• Texto de lectura:
———

Sin nada que perder (Hell or High Water, 2016)

Los coletazos de la burbuja inmobiliaria y de la quiebra de las bancas de inversión de ocho años atrás siguen afectando al ciudadano de a pie y eso lo evidencia este filme en los anuncios de cierre de negocios por quiebra, de venta o remate de propiedades raíces, en la desolación y en el abandono de esos pueblos redneck texanos. En el comentario político, este filme me hizo evocar a Mátalos suavemente (Killing Them Softly, 2012), de Andrew Dominik: uno no tiene que hacer un panfleto explicito para que el espectador capte el mensaje acusador. A veces la crítica al estado de las cosas está implícita en todo el drama que la película genera y eso ocurre –inteligentemente- en Sin nada que perder.

Por eso la historia de dos asaltantes de poca monta (interpretados por Chris Pine y Ben Foster) que roban bancos locales, genera entre los habitantes, e incluso entre las autoridades, cierta solidaridad disfrazada de apatía o de tolerancia. Todos se saben víctimas de un sistema bancario que no tiene compasión y por eso si surgen dos Robin Hood que hacen justicia por su propia mano no ven en ello algo muy diferente a una compensación. Hasta que aparecen los muertos y la violencia pasa a otro nivel.

Sin nada que perder (Hell or High Water, 2016)

Sin embargo, pese a los crímenes que atestiguamos y a la psicopatía de uno de los asaltantes, Sin nada que perder es una película construida también como una comedia de costumbres, que busca lucrarse ingeniosamente de la idiosincrasia texana, de su aprecio por las armas, de sus nada olvidadas épocas del far west. Los hermanos Coen hubieran hecho maravillas con este guion de Taylor Sheridan, que remite directamente, en la descripción del comportamiento de las autoridades, a Fargo (1996) y a Sin lugar para los débiles (No Country for Old Men, 2007). Es más, la presencia de Jeff Bridges, uno de los actores a quienes los Coen más aprecian, como el Ranger Marcus ayuda a esa identificación. La similitud llega hasta ahí porque los Coen no hacen reflexiones políticas, sociales o familiares y Sin nada que perder sí lo hace.

———

• Registros proporcionados:
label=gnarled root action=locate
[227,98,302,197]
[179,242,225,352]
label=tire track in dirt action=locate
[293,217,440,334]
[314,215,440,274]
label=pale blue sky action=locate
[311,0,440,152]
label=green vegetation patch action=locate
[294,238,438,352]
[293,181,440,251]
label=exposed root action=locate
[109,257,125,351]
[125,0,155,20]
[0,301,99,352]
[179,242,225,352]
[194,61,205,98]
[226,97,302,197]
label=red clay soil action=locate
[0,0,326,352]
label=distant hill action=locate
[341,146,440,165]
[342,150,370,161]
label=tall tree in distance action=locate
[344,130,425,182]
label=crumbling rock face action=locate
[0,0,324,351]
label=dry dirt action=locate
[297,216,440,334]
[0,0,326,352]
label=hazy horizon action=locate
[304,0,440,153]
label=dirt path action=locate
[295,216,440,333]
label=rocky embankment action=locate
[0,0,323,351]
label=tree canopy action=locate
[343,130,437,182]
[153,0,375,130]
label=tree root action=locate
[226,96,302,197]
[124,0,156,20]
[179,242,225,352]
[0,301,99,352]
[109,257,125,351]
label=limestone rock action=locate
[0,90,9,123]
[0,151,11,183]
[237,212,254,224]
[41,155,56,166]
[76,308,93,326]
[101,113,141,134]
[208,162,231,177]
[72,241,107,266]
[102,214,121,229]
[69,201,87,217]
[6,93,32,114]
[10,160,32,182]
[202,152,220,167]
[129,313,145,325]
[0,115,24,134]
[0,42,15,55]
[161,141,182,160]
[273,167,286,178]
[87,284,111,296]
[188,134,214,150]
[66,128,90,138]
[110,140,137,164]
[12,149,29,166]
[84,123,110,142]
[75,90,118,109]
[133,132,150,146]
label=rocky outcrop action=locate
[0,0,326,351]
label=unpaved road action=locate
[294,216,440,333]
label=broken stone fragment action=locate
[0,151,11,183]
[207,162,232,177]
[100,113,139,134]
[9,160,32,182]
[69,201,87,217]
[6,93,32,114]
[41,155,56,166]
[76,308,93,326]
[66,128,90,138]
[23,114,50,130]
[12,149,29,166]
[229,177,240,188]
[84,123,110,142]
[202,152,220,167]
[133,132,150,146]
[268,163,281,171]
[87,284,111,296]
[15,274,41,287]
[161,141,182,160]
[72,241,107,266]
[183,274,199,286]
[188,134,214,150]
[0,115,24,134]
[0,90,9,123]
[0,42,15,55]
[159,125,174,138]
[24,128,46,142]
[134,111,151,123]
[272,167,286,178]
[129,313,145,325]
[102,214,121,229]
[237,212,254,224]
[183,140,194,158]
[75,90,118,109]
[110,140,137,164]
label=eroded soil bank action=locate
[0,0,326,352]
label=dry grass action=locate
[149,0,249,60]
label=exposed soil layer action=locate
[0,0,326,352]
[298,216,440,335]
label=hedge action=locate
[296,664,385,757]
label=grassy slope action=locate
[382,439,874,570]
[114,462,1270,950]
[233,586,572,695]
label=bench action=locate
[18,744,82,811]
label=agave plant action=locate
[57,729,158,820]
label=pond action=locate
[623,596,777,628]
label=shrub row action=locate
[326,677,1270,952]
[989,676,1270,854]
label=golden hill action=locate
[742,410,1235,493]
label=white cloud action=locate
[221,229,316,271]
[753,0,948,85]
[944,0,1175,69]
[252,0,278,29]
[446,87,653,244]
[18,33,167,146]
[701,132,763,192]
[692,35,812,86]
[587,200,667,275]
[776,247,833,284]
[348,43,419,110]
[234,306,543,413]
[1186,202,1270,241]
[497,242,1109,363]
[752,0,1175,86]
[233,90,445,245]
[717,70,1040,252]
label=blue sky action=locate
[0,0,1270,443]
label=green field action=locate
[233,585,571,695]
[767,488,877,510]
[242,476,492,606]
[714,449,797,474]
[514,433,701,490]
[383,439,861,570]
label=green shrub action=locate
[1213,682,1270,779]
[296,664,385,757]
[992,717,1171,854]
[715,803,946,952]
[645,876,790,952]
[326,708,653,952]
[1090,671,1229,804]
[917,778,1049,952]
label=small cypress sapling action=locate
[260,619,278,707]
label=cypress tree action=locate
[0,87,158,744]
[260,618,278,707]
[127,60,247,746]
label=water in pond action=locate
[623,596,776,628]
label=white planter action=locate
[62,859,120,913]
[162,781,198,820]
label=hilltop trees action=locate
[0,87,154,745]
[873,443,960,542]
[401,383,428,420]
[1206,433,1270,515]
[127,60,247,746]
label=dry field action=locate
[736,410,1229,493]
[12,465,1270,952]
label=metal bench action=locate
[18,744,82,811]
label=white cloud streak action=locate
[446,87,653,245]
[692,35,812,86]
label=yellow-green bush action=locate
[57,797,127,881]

———

• Tareas y ejercicios:
(1) Según la reseña sobre Sin nada que perder, ¿de quién es el guion de la película?
(2) Reduce a una lista breve el párrafo de la reseña sobre Sin nada que perder que empieza con "Por eso la historia de dos asaltantes", sin perder sus datos principales.
Los registros proceden de una fuente distinta a la del texto.

• Respuestas:
(1) De Taylor Sheridan.

(2)
- Dos asaltantes de poca monta, interpretados por Chris Pine y Ben Foster, roban bancos locales.
- Los habitantes, e incluso las autoridades, muestran cierta solidaridad disfrazada de apatía o de tolerancia.
- Todos se saben víctimas de un sistema bancario sin compasión, así que ven los robos casi como una compensación.
- Esto cambia cuando aparecen los muertos y la violencia pasa a otro nivel.